| WHAT YOU ARE ASKED TO DO |
Render every line of the records below as a Markdown table with two columns, Row and Line. Number the rows in order and leave out blank lines.

— START MATERIAL PROVIDED —

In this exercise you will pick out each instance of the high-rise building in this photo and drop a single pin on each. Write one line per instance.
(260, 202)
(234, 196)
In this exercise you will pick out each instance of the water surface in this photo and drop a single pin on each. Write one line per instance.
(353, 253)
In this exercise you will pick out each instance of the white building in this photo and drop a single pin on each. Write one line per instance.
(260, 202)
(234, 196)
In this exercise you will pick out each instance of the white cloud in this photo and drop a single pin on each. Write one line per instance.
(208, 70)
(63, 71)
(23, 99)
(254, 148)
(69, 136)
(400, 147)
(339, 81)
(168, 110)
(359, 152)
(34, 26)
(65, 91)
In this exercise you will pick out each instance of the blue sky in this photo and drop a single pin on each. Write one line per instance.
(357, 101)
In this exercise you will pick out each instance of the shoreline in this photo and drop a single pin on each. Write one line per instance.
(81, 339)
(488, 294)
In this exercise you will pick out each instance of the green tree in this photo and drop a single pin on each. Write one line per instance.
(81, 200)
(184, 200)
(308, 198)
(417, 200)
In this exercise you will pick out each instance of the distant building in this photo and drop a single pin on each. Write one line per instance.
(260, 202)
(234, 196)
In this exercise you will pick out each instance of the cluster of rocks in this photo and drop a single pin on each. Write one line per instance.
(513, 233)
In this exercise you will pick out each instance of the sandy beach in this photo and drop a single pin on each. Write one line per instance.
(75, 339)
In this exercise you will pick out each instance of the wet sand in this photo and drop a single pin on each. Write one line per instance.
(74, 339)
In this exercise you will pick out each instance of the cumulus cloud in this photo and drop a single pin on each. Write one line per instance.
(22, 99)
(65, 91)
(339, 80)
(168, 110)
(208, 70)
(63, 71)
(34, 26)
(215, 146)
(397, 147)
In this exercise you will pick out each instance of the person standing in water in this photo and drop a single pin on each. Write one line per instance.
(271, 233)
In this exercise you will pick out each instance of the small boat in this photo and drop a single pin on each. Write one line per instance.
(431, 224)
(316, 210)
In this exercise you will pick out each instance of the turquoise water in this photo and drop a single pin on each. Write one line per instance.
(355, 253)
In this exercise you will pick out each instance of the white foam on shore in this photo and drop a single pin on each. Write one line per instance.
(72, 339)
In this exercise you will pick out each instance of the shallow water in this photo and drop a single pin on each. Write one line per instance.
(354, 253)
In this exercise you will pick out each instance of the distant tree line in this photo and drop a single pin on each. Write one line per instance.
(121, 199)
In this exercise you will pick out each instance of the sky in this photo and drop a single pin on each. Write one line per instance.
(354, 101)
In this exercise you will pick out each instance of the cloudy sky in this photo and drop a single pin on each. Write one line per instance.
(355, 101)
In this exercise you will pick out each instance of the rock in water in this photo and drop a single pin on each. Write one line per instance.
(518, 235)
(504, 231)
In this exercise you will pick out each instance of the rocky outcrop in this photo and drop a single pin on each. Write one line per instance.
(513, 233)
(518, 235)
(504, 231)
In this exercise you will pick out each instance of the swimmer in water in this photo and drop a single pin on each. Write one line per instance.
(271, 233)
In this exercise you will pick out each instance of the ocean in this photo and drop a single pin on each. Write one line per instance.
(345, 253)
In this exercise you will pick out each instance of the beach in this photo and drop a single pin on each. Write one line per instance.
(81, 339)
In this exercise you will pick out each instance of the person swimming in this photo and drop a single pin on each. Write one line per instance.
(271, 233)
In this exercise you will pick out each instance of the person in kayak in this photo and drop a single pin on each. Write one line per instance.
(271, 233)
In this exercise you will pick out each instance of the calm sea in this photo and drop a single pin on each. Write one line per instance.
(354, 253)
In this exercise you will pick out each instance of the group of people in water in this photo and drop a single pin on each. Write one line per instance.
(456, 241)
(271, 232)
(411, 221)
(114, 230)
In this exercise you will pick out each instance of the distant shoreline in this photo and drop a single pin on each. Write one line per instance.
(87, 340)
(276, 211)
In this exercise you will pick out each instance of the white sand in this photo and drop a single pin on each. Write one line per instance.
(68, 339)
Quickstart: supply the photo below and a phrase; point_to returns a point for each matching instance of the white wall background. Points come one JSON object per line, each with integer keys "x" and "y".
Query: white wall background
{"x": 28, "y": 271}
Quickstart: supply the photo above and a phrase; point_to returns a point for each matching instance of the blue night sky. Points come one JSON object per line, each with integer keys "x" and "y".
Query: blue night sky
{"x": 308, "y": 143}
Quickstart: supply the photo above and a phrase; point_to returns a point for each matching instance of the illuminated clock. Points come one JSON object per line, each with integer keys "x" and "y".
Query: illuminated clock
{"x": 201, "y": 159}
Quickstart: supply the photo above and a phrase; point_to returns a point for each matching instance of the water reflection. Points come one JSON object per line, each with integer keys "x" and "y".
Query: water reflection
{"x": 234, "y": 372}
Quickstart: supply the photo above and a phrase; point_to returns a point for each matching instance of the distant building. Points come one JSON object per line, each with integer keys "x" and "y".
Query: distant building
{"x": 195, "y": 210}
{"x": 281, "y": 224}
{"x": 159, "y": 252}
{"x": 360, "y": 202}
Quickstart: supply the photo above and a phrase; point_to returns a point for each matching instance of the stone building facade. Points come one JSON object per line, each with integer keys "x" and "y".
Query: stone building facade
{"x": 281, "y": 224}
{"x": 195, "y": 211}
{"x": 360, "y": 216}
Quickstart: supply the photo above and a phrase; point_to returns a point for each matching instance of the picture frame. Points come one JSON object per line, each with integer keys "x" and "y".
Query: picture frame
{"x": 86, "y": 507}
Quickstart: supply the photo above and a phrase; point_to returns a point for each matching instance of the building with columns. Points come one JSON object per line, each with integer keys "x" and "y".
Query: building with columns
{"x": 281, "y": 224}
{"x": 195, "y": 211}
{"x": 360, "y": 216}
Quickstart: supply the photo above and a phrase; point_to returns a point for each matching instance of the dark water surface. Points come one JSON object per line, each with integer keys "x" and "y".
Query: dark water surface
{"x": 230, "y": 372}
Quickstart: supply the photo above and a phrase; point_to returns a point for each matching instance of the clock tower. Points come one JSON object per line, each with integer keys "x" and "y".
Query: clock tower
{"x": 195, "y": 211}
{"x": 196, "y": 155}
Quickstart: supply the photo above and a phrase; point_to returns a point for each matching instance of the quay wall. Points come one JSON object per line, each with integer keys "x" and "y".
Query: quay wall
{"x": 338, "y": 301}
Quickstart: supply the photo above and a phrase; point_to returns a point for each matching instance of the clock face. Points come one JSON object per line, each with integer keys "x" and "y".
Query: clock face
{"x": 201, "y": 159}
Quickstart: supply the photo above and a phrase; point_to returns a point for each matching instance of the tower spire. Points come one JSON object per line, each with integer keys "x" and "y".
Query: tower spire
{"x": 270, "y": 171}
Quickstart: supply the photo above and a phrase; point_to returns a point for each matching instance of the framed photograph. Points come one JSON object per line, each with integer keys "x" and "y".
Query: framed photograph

— END MATERIAL PROVIDED —

| TASK RESPONSE |
| Row | Line |
|---|---|
| 1 | In this exercise you will pick out each instance of the high-rise building in this photo and drop a single pin on each. Write one line per instance. |
| 2 | (260, 202) |
| 3 | (234, 196) |
| 4 | In this exercise you will pick out each instance of the water surface in this photo and drop a single pin on each. Write one line per instance. |
| 5 | (353, 253) |
| 6 | In this exercise you will pick out each instance of the white building in this photo and drop a single pin on each. Write one line per instance. |
| 7 | (260, 202) |
| 8 | (234, 196) |
| 9 | In this exercise you will pick out each instance of the white cloud in this photo and drop a single pin on each. Write one line per instance. |
| 10 | (208, 70) |
| 11 | (63, 71) |
| 12 | (23, 99) |
| 13 | (254, 148) |
| 14 | (69, 136) |
| 15 | (400, 147) |
| 16 | (339, 81) |
| 17 | (168, 110) |
| 18 | (359, 152) |
| 19 | (34, 26) |
| 20 | (65, 91) |
| 21 | In this exercise you will pick out each instance of the blue sky in this photo and drop a single pin on each. Write one line per instance. |
| 22 | (357, 101) |
| 23 | In this exercise you will pick out each instance of the shoreline in this photo and drop a single pin on each. Write one line per instance. |
| 24 | (81, 339) |
| 25 | (488, 294) |
| 26 | In this exercise you will pick out each instance of the green tree in this photo and drop a single pin on each. Write one line per instance. |
| 27 | (81, 200) |
| 28 | (184, 200) |
| 29 | (308, 198) |
| 30 | (417, 200) |
| 31 | In this exercise you will pick out each instance of the distant building in this photo and drop a single pin on each. Write one line per instance. |
| 32 | (260, 202) |
| 33 | (234, 196) |
| 34 | In this exercise you will pick out each instance of the cluster of rocks in this photo and drop a single pin on each. Write one line per instance. |
| 35 | (513, 233) |
| 36 | In this exercise you will pick out each instance of the sandy beach in this photo and drop a single pin on each. Write one line per instance. |
| 37 | (75, 339) |
| 38 | In this exercise you will pick out each instance of the wet sand in this photo and drop a single pin on each. Write one line per instance. |
| 39 | (74, 339) |
| 40 | In this exercise you will pick out each instance of the cumulus cloud in this photo and drop a single pin on each. Write one line per instance. |
| 41 | (22, 99) |
| 42 | (65, 91) |
| 43 | (339, 80) |
| 44 | (168, 110) |
| 45 | (208, 70) |
| 46 | (63, 71) |
| 47 | (34, 26) |
| 48 | (215, 146) |
| 49 | (397, 147) |
| 50 | In this exercise you will pick out each instance of the person standing in water in this photo and drop a single pin on each. Write one line per instance. |
| 51 | (271, 233) |
| 52 | In this exercise you will pick out each instance of the small boat in this photo and drop a single pin on each. Write one line per instance. |
| 53 | (431, 224) |
| 54 | (316, 210) |
| 55 | In this exercise you will pick out each instance of the turquoise water in this photo and drop a single pin on each. Write one line per instance. |
| 56 | (355, 253) |
| 57 | In this exercise you will pick out each instance of the white foam on shore in this photo and drop a single pin on each. Write one line per instance. |
| 58 | (72, 339) |
| 59 | In this exercise you will pick out each instance of the shallow water in this photo and drop a single pin on each. Write one line per instance. |
| 60 | (354, 253) |
| 61 | In this exercise you will pick out each instance of the distant tree line in this photo and drop a single pin on each. Write one line per instance. |
| 62 | (121, 199) |
| 63 | In this exercise you will pick out each instance of the sky in this photo and drop a single pin on each. Write one line per instance. |
| 64 | (354, 101) |
| 65 | In this exercise you will pick out each instance of the cloudy sky in this photo and drop a single pin on each. Write one line per instance. |
| 66 | (355, 101) |
| 67 | In this exercise you will pick out each instance of the rock in water in this photo and drop a single pin on each. Write one line per instance. |
| 68 | (518, 235) |
| 69 | (504, 231) |
| 70 | In this exercise you will pick out each instance of the rocky outcrop in this photo and drop a single pin on each. Write one line per instance. |
| 71 | (513, 233) |
| 72 | (518, 235) |
| 73 | (504, 231) |
| 74 | In this exercise you will pick out each instance of the swimmer in water in this photo and drop a single pin on each. Write one line per instance. |
| 75 | (271, 233) |
| 76 | In this exercise you will pick out each instance of the ocean in this photo and drop a single pin on each. Write one line per instance. |
| 77 | (345, 253) |
| 78 | In this exercise you will pick out each instance of the beach in this photo and drop a single pin on each. Write one line per instance. |
| 79 | (81, 339) |
| 80 | In this exercise you will pick out each instance of the person swimming in this photo and drop a single pin on each. Write one line per instance. |
| 81 | (271, 233) |
| 82 | In this exercise you will pick out each instance of the person in kayak in this photo and drop a single pin on each. Write one line per instance. |
| 83 | (271, 233) |
| 84 | In this exercise you will pick out each instance of the calm sea in this photo and drop a single pin on each. Write one line per instance. |
| 85 | (354, 253) |
| 86 | In this exercise you will pick out each instance of the group of people in water in this photo and drop a single pin on each. Write one line per instance. |
| 87 | (456, 241) |
| 88 | (271, 232) |
| 89 | (411, 221) |
| 90 | (114, 230) |
| 91 | In this exercise you will pick out each instance of the distant shoreline in this photo and drop a single pin on each. Write one line per instance. |
| 92 | (87, 340) |
| 93 | (276, 211) |
| 94 | In this exercise you will pick out each instance of the white sand in this photo and drop a single pin on each. Write one line per instance. |
| 95 | (68, 339) |
| 96 | Quickstart: supply the photo below and a phrase; point_to returns a point for each matching instance of the white wall background. Points come one JSON object per line, each with integer keys "x" and "y". |
| 97 | Query: white wall background |
| 98 | {"x": 28, "y": 271} |
| 99 | Quickstart: supply the photo above and a phrase; point_to returns a point for each matching instance of the blue night sky. Points come one JSON object per line, each with integer keys "x" and "y". |
| 100 | Query: blue night sky |
| 101 | {"x": 308, "y": 143} |
| 102 | Quickstart: supply the photo above and a phrase; point_to returns a point for each matching instance of the illuminated clock. Points come one JSON object per line, each with integer keys "x" and "y". |
| 103 | Query: illuminated clock |
| 104 | {"x": 201, "y": 159} |
| 105 | Quickstart: supply the photo above and a phrase; point_to returns a point for each matching instance of the water reflection. Points come one JSON object per line, each with integer keys "x" and "y". |
| 106 | Query: water reflection |
| 107 | {"x": 234, "y": 372} |
| 108 | Quickstart: supply the photo above and a phrase; point_to returns a point for each matching instance of the distant building. Points come one JSON object per line, each with integer keys "x" and "y". |
| 109 | Query: distant building |
| 110 | {"x": 195, "y": 210} |
| 111 | {"x": 281, "y": 224} |
| 112 | {"x": 159, "y": 252} |
| 113 | {"x": 360, "y": 202} |
| 114 | Quickstart: supply the photo above and a phrase; point_to returns a point for each matching instance of the stone building facade. Points come one JSON object per line, each with integer keys "x" and "y". |
| 115 | Query: stone building facade |
| 116 | {"x": 281, "y": 224} |
| 117 | {"x": 195, "y": 211} |
| 118 | {"x": 360, "y": 216} |
| 119 | Quickstart: supply the photo above and a phrase; point_to returns a point for each matching instance of the picture frame. Points come one JSON object per line, each with integer keys "x" and "y". |
| 120 | Query: picture frame |
| 121 | {"x": 86, "y": 507} |
| 122 | Quickstart: supply the photo above and a phrase; point_to returns a point for each matching instance of the building with columns. Points come one JSON object per line, each with integer keys "x" and "y". |
| 123 | Query: building with columns |
| 124 | {"x": 281, "y": 224} |
| 125 | {"x": 195, "y": 211} |
| 126 | {"x": 360, "y": 216} |
| 127 | Quickstart: supply the photo above and a phrase; point_to returns a point for each matching instance of the dark water surface. Points come one JSON object per line, each with integer keys "x" and "y". |
| 128 | Query: dark water surface |
| 129 | {"x": 230, "y": 372} |
| 130 | Quickstart: supply the photo above and a phrase; point_to returns a point for each matching instance of the clock tower. Points come one JSON object per line, each with integer keys "x" and "y". |
| 131 | Query: clock tower |
| 132 | {"x": 195, "y": 211} |
| 133 | {"x": 196, "y": 155} |
| 134 | Quickstart: supply the photo above and a phrase; point_to returns a point for each matching instance of the quay wall. Points come one JSON object per line, each with integer keys "x" and "y". |
| 135 | Query: quay wall |
| 136 | {"x": 338, "y": 301} |
| 137 | Quickstart: supply the photo above and a phrase; point_to returns a point for each matching instance of the clock face. Points come one JSON object per line, each with integer keys "x" and "y". |
| 138 | Query: clock face |
| 139 | {"x": 201, "y": 159} |
| 140 | Quickstart: supply the photo above and a phrase; point_to returns a point for each matching instance of the tower spire. Points come one JSON object per line, each with integer keys "x" and "y". |
| 141 | Query: tower spire |
| 142 | {"x": 270, "y": 171} |
| 143 | Quickstart: supply the photo above and a phrase; point_to returns a point for each matching instance of the framed photograph. Points come one JSON object per line, each with integer keys "x" and "y". |
| 144 | Query: framed photograph |